In de natuur bestaan ook veel relaties tussen organismen van verschillende soorten. Zo dient bijvoorbeeld het ene organisme als voedsel voor het andere organisme. Andere organismen werken juist heel goed samen. Relaties tussen verschillende organismen die te maken hebben met voedsel, noem je symbiose.


Planten en planteneters

Planteneters benutten de energie die planten hebben opgeslagen bij de fotosynthese.
Meestal heeft alleen het dier daar voordeel van, maar planteneters zorgen vaak wel voor de zaadverspreiding. En de planten profiteren ook van de mest die planteneters uitscheiden.

Dieren zijn aangepast aan hun voedsel. Konijnen bijvoorbeeld hebben poten waarmee ze goed kunnen graven, zodat ze bij de wortels kunnen komen. Giraffen hebben een leerachtige tong, zodat ze geen last hebben van de stekels als ze bladeren van de acaciaboom eten.

Veel insecten zijn planteneters, zoals rupsen en sprinkhanen.
Bijen, kolibries en vlinders eten vooral nectar uit bloemen.


Prooi en predators - territorium

Bij de relatie tussen een vleeseter (roofdier) en zijn prooi heeft alleen het roofdier voordeel.
Een roofdier noem je ook wel een predator.
In de video zie je een spin die jaagt op vliegjes die hij in zijn web heeft gevangen.

Een territorium is bij (roof)dieren een tegen soortgenoten verdedigd leefgebied.
Het is een gebied om voedsel te zoeken (jacht) en de jongen te verzorgen.
Een territorium wordt verkregen en behouden door te vechten en te dreigen.
Een leeuw is het grootste deel van de dag inactief.
Soms ligt hij tot twintig uur per dag te rusten in de schaduw, en is hij enkel actief om te jagen.
-*-
### WAT WORDT GEVRAAGD
1. Hoe heet volgens de tekst over relaties tussen organismen een leefgebied dat (roof)dieren tegen soortgenoten verdedigen?
2. Vat de tekst over relaties tussen organismen samen in twee zinnen.
3. Geef een vervolg op de tekst over relaties tussen organismen, te beginnen na de laatste zin.
De gegevens die volgen staan los van de tekst over relaties tussen organismen.

[Gegevens voor objectlokalisatie met natuurlijke taal]
-*-
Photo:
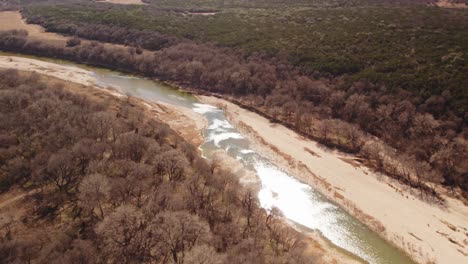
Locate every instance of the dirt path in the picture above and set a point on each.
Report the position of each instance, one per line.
(427, 232)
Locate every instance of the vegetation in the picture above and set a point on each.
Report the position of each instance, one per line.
(431, 149)
(413, 47)
(115, 186)
(384, 80)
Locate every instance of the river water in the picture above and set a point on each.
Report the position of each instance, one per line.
(303, 206)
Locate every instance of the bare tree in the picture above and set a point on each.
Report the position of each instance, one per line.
(93, 192)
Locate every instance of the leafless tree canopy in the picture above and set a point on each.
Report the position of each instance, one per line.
(116, 187)
(423, 131)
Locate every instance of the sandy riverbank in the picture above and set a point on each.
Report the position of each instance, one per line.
(123, 2)
(10, 20)
(426, 232)
(186, 122)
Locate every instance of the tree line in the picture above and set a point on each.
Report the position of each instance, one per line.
(419, 142)
(115, 186)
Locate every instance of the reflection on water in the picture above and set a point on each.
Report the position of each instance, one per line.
(298, 202)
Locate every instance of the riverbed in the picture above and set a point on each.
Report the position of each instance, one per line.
(303, 206)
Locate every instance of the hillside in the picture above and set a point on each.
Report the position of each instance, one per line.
(104, 181)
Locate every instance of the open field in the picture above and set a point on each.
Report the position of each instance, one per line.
(425, 231)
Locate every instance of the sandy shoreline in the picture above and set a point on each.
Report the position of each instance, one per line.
(186, 123)
(426, 232)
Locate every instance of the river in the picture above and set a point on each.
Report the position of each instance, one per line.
(304, 207)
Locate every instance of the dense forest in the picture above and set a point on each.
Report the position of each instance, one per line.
(386, 83)
(111, 185)
(426, 148)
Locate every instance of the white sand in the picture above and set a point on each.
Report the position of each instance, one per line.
(183, 120)
(426, 232)
(63, 72)
(10, 20)
(123, 2)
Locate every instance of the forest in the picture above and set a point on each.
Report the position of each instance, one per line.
(112, 185)
(418, 142)
(386, 84)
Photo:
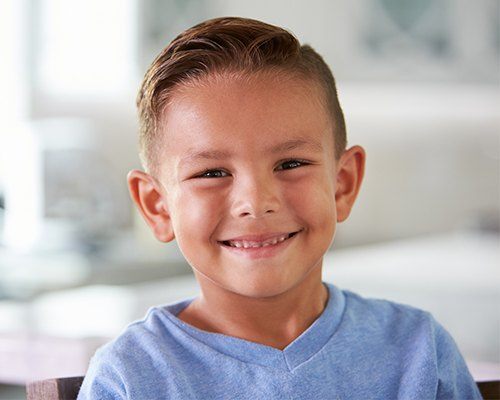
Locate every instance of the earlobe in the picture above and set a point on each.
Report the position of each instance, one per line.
(350, 172)
(149, 199)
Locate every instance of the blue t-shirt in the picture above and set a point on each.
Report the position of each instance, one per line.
(356, 349)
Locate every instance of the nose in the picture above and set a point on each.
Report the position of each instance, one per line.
(255, 196)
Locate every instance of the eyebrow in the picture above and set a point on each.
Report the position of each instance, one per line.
(292, 144)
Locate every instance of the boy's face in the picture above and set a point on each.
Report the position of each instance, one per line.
(248, 181)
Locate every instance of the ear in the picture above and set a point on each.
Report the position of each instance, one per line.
(350, 172)
(147, 195)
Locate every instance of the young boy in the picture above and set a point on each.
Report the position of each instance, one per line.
(244, 144)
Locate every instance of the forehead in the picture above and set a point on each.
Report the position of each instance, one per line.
(227, 113)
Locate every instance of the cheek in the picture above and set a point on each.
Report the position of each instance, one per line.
(196, 214)
(313, 201)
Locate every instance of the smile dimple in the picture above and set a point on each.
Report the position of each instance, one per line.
(248, 244)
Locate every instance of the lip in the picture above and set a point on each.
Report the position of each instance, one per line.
(261, 252)
(257, 238)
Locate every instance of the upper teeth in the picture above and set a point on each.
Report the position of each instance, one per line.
(248, 244)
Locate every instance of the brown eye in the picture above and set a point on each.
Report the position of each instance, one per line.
(291, 164)
(213, 173)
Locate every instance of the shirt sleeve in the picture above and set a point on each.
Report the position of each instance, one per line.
(454, 378)
(102, 381)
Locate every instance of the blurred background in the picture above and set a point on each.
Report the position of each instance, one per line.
(419, 81)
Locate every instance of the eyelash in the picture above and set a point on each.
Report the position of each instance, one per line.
(208, 172)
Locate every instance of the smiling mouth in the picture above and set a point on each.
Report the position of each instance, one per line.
(251, 244)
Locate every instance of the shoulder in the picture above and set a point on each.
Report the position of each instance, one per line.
(136, 356)
(380, 314)
(418, 343)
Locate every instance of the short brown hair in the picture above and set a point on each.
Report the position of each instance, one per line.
(228, 44)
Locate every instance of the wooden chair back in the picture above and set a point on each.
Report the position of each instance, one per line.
(67, 389)
(54, 389)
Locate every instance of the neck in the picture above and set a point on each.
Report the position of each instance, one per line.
(273, 321)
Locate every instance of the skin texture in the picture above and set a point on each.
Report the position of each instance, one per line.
(250, 156)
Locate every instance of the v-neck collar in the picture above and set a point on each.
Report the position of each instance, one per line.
(310, 342)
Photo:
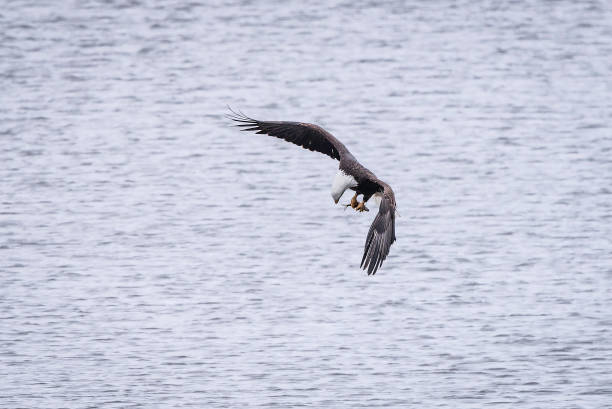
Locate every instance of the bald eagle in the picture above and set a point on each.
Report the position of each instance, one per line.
(351, 175)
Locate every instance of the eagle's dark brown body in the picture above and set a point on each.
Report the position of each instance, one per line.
(351, 175)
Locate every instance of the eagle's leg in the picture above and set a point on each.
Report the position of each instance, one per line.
(361, 207)
(354, 202)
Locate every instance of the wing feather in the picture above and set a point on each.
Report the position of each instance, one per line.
(308, 136)
(381, 234)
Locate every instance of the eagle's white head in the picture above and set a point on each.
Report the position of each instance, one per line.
(341, 182)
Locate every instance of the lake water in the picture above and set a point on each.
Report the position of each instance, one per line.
(154, 256)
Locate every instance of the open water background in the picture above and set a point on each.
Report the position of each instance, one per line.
(153, 256)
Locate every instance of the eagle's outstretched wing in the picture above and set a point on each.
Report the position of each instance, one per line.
(381, 234)
(308, 136)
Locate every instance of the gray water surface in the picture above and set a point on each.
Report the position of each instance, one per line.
(153, 256)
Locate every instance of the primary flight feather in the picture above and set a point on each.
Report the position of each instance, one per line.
(351, 175)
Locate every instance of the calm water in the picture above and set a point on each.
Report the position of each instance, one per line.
(154, 256)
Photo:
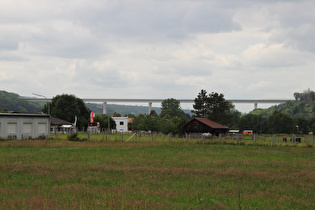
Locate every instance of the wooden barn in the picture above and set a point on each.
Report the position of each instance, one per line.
(204, 125)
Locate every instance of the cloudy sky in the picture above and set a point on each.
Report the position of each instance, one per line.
(258, 49)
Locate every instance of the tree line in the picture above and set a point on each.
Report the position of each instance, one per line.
(171, 119)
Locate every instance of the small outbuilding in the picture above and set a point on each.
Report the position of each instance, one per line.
(121, 123)
(24, 125)
(204, 125)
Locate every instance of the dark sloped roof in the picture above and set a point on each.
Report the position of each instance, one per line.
(57, 121)
(209, 123)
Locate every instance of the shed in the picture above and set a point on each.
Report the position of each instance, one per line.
(24, 125)
(204, 125)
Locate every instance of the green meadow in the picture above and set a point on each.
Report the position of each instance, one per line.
(166, 173)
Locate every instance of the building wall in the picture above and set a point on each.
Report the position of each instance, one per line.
(24, 127)
(121, 123)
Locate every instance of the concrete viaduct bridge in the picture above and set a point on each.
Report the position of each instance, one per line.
(151, 101)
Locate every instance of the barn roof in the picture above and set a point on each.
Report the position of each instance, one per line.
(209, 123)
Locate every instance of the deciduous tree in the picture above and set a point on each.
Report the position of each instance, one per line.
(66, 107)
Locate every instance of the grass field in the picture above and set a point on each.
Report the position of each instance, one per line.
(161, 174)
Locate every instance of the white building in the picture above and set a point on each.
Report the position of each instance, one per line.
(121, 123)
(24, 126)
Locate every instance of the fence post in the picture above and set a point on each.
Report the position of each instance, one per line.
(273, 140)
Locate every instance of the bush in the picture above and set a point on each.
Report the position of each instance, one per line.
(73, 137)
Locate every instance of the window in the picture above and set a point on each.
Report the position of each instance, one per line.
(12, 128)
(27, 128)
(42, 128)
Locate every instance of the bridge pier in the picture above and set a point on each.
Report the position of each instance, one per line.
(104, 107)
(150, 107)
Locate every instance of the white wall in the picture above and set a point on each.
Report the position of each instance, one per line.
(17, 126)
(121, 123)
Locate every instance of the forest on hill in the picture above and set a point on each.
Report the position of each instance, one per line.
(14, 102)
(302, 107)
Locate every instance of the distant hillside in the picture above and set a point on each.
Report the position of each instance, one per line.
(302, 107)
(125, 109)
(121, 109)
(13, 102)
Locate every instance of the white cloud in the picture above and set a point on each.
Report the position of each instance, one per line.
(155, 48)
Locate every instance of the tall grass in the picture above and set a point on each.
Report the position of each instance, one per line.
(161, 174)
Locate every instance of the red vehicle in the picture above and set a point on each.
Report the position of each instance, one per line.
(247, 132)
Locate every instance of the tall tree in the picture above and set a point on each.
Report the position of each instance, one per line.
(171, 108)
(200, 104)
(213, 107)
(66, 107)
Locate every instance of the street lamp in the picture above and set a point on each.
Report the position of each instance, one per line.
(45, 98)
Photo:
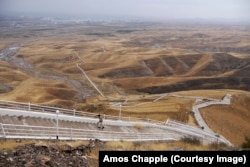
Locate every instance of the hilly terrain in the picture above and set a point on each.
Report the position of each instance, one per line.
(130, 63)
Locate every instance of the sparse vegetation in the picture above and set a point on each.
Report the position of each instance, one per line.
(191, 140)
(246, 144)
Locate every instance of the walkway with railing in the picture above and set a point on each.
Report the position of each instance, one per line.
(162, 131)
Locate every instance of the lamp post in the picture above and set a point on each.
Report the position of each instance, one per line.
(57, 113)
(120, 111)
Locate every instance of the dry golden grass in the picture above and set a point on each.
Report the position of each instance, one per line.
(42, 91)
(230, 121)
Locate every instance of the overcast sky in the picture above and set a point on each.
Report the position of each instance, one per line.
(164, 9)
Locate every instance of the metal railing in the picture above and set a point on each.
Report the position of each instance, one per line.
(43, 132)
(48, 109)
(24, 131)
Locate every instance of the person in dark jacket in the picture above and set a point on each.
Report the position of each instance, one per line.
(100, 122)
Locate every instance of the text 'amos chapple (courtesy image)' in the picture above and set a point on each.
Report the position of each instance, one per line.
(173, 158)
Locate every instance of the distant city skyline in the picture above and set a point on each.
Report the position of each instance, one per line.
(158, 9)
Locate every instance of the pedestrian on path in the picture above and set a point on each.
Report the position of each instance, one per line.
(100, 122)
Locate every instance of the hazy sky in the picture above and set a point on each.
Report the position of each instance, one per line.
(168, 9)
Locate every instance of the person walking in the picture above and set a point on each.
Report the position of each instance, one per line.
(100, 122)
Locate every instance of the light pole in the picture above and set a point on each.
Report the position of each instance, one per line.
(120, 111)
(57, 113)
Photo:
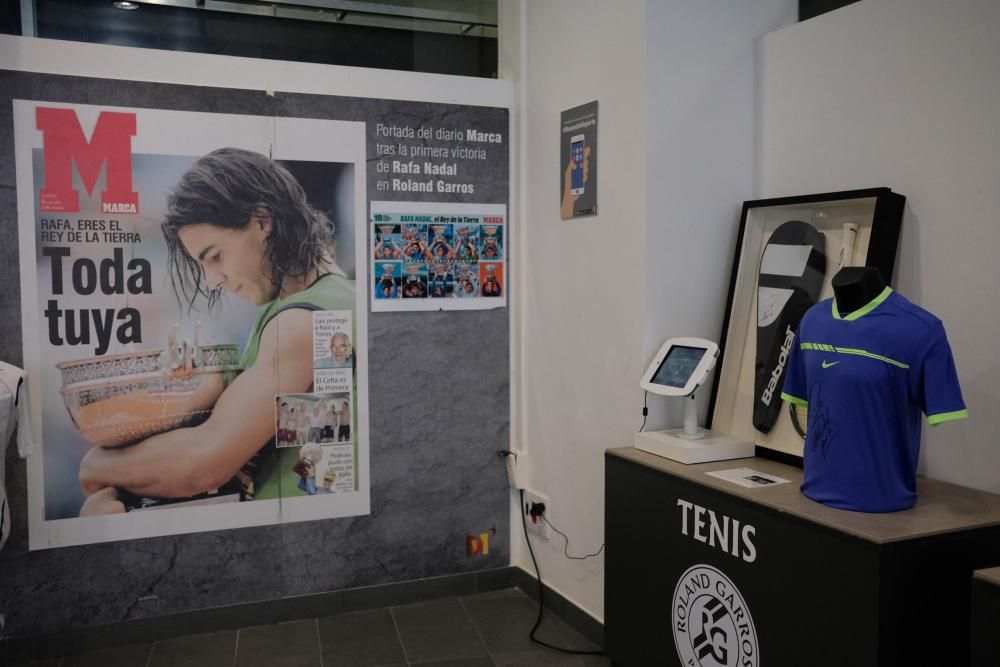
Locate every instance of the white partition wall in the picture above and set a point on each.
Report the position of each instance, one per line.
(904, 94)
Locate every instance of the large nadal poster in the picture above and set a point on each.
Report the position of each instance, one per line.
(194, 321)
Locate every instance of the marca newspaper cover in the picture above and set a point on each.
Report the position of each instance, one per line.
(191, 319)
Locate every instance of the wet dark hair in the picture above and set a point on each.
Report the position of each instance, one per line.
(224, 188)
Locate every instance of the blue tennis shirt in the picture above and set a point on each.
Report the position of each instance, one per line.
(865, 378)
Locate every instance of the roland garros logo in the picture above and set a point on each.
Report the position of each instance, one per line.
(711, 621)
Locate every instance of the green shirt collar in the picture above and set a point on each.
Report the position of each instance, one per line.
(864, 310)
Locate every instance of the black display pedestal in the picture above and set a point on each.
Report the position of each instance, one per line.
(986, 618)
(744, 577)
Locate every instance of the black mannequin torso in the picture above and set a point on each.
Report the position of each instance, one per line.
(856, 286)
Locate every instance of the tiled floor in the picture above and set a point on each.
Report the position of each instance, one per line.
(488, 629)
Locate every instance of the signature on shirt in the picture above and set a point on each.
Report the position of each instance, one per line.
(821, 430)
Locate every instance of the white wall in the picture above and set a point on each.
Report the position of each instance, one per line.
(675, 86)
(700, 133)
(581, 280)
(906, 94)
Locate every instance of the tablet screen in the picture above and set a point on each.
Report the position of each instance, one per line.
(678, 365)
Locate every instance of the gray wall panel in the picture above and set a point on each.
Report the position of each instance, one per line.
(439, 410)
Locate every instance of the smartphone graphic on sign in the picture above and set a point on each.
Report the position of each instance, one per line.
(576, 155)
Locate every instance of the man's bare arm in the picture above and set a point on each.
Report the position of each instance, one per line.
(187, 461)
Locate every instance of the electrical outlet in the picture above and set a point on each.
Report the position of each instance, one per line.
(536, 524)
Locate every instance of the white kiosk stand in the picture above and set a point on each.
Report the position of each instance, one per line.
(679, 368)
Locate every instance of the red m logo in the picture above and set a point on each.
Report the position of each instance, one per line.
(110, 145)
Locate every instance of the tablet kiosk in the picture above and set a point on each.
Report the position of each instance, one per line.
(678, 369)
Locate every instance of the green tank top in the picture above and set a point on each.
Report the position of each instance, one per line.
(261, 476)
(328, 292)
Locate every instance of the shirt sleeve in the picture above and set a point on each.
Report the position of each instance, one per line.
(795, 390)
(939, 392)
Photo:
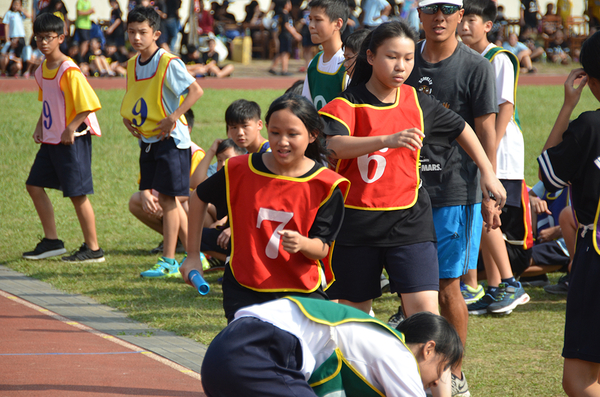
-*-
### ANTWOORDEN PER OPDRACHT
1. Een territorium.

2. Tussen organismen van verschillende soorten bestaan veel relaties, en relaties die met voedsel te maken hebben heten symbiose. Planteneters benutten de energie die planten bij de fotosynthese hebben opgeslagen, terwijl bij de relatie tussen een roofdier en zijn prooi alleen het roofdier voordeel heeft.

3.
Libellen zien er mooi uit. Het zijn ook hele goede jagers.
De jonge libellenlarven (rechts) zijn misschien nog vraatzuchtiger.


Parasieten

Parasieten zijn organismen die energierijk voedsel uit een ander organisme halen.
Meestal doden parasieten hun gastheer niet.
Muggen, luizen en vlooien zijn bekende parasieten.
Muggen leven van het bloed van zoogdieren, zoals de mens.

Een vampiervleermuis maakt kleine gaatjes in de poten van een zoogdier en likt dan het bloed op. Een stof in het speeksel van de vleermuis zorgt ervoor dat het bloed niet stolt.
Een teek zuigt zich vol met bloed.
Hij kan zijn gastheer besmetten met een bacterie
die de ziekte van Lyme veroorzaakt.

De dennenmoorder is een schimmel die parasiteert op sparren en dennen. De schimmel groeit de vaatbundels van zijn gastheer binnen en haalt energierijk voedsel uit de boom.
De den sterft uiteindelijk.
De meeste soorten paddenstoelen zijn saprofyten. Zij leven van dood organisch materiaal.
Dat kan van alles zijn: hout, bladeren, naalden en mest.
Soms groeien ze op dierlijke resten zoals veren, haren, hoeven en nagels.



Commensalisme

Bij commensalisme heeft één van de twee soorten voordeel van de relatie, de andere soort geen voordeel, maar ook geen nadeel. 

Voorbeelden
Koereigers eten in gezelschap van vee.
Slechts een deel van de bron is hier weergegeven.